_WHAT THIS TASK INVOLVES_
Write out, precisely and in full, each line of the material.

** start of GIVEN ENTRIES **

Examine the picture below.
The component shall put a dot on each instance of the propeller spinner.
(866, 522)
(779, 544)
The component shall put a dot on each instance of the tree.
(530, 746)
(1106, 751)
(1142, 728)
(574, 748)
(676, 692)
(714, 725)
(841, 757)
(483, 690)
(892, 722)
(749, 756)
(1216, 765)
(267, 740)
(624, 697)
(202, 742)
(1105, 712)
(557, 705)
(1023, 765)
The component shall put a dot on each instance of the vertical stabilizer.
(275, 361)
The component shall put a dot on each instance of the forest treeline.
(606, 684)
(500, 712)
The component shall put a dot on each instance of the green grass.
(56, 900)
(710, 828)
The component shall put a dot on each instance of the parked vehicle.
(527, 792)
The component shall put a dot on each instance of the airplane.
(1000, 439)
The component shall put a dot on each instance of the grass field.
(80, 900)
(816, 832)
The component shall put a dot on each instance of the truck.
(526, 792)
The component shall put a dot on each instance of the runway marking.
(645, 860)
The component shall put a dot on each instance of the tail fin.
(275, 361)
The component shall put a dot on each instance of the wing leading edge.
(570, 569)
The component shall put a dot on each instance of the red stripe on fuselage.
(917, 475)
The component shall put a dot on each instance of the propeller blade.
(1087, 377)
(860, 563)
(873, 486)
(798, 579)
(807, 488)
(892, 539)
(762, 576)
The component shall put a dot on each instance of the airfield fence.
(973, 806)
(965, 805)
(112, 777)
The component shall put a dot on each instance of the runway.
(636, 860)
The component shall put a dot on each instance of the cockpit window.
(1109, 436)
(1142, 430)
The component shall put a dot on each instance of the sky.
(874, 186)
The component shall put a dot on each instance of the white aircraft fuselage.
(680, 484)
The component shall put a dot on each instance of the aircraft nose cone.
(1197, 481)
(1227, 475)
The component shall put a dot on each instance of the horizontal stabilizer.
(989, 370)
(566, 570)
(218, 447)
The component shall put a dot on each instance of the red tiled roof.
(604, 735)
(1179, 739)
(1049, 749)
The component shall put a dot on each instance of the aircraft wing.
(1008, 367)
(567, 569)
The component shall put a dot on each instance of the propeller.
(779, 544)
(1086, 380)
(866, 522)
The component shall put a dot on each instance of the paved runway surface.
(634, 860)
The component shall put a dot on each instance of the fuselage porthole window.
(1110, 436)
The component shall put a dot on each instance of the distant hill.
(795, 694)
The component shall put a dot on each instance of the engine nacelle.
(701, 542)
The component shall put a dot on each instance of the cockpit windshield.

** end of GIVEN ENTRIES **

_RESULT FOR THIS TASK_
Examine the picture below.
The component shall put a dot on each instance of the propeller spinner.
(866, 522)
(779, 544)
The component shall put a dot on each instance of the tree.
(530, 746)
(1106, 751)
(1142, 728)
(574, 748)
(676, 692)
(714, 725)
(841, 757)
(483, 690)
(892, 722)
(749, 756)
(1216, 765)
(267, 740)
(624, 697)
(202, 742)
(1105, 712)
(557, 705)
(1023, 765)
The component shall put a dot on each instance of the vertical stabilizer.
(275, 361)
The component shall put a dot on each instance of the forest treeline.
(606, 684)
(500, 712)
The component shall put a dot on each instance of the green grass.
(56, 900)
(710, 828)
The component shall put a dot on each instance of the parked vehicle.
(527, 792)
The component shall put a dot on each instance of the airplane.
(1000, 439)
The component shall put a dot on each instance of the grass field.
(80, 900)
(816, 832)
The component shall put a dot on each instance of the truck.
(526, 792)
The component shall put a dot on each instance of the runway marking.
(645, 860)
The component shall put a dot on each instance of the tail fin.
(275, 361)
The component shall put a dot on each instance of the wing leading edge.
(570, 569)
The component shall put a dot on each instance of the red stripe on fuselage.
(917, 475)
The component shall put a dot on each instance of the propeller blade.
(1087, 377)
(860, 563)
(873, 486)
(798, 579)
(807, 488)
(892, 539)
(762, 576)
The component shall put a dot on each instance of the airfield fence.
(973, 806)
(965, 805)
(112, 777)
The component shall put a dot on each instance of the runway.
(636, 860)
The component shall put a dot on each instance of the cockpit window.
(1109, 436)
(1142, 430)
The component shall put a dot on each instance of the sky.
(874, 186)
The component shall put a dot on each instance of the white aircraft fuselage.
(680, 484)
The component shall put a dot on each instance of the aircraft nose cone.
(1197, 481)
(1227, 475)
The component shall put a dot on each instance of the horizontal stabilizer.
(989, 370)
(566, 570)
(218, 447)
The component shall put a dot on each instance of the red tiled roof.
(604, 735)
(1179, 739)
(1049, 749)
The component shall put a dot on each instance of the aircraft wing.
(1008, 367)
(567, 569)
The component shall put a dot on each instance of the propeller.
(779, 544)
(1086, 380)
(866, 522)
The component shall put a dot on each instance of the paved runway surface.
(634, 860)
The component shall put a dot on each instance of the fuselage porthole window.
(1110, 436)
The component shall put a dot on each instance of the distant hill.
(795, 694)
The component shall put a dot on each instance of the engine nacelle.
(701, 542)
The component shall put a dot on each instance of the cockpit windshield.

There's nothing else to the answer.